-- start of Input material --

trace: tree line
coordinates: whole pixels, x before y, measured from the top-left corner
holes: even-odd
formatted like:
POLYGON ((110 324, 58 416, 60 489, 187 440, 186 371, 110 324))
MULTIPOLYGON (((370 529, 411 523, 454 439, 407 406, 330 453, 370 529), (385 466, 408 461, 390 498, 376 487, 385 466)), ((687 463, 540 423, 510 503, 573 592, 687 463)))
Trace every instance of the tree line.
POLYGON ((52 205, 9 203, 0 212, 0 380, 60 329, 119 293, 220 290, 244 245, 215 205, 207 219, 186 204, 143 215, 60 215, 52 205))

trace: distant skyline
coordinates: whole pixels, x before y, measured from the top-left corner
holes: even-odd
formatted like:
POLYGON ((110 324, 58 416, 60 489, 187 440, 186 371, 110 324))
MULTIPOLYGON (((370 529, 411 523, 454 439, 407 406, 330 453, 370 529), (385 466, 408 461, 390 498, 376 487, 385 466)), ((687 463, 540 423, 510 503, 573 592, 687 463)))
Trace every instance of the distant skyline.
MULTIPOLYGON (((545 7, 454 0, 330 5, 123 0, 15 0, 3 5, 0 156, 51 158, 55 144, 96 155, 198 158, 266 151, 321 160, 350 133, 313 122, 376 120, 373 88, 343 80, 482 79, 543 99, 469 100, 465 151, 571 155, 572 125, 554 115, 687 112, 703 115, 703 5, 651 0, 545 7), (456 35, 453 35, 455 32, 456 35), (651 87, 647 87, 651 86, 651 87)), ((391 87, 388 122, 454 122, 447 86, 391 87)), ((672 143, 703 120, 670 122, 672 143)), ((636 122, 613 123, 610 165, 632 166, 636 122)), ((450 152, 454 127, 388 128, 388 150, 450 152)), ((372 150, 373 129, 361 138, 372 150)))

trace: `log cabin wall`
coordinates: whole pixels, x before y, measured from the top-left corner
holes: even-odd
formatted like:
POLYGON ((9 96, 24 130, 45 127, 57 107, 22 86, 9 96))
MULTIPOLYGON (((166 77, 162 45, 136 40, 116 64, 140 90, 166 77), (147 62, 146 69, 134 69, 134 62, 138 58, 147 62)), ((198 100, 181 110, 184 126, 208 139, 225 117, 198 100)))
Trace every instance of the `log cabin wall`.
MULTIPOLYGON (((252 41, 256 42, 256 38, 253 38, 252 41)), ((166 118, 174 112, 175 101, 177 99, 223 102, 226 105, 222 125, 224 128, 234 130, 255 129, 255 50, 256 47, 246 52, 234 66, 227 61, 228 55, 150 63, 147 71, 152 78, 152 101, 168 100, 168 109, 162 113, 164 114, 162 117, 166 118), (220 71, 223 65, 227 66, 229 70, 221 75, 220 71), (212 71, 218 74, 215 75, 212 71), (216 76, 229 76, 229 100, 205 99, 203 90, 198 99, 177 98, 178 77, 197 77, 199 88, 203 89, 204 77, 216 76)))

-- end of Input material --

> Goal: Can you repeat everything from the start of the records down through the line that contains "POLYGON ((52 205, 9", requests included, but scale every coordinate in the answers by 2.5 and round each to a whole number, with halves going up? Leave the numbers in the requests and their format samples unchanged.

> Task solution:
trace: tree line
coordinates: whole pixels, x before y, measured from the top-left corner
holes: even-odd
formatted like:
POLYGON ((110 324, 58 416, 60 489, 187 440, 186 371, 110 324))
MULTIPOLYGON (((370 529, 411 523, 454 439, 407 406, 330 453, 370 529), (385 466, 408 461, 390 498, 376 487, 385 466)), ((687 463, 540 423, 510 503, 573 592, 687 463)))
Trace every instance of the tree line.
POLYGON ((130 513, 23 508, 0 530, 0 950, 150 823, 298 733, 550 725, 610 613, 538 513, 518 548, 465 510, 358 538, 150 538, 130 513))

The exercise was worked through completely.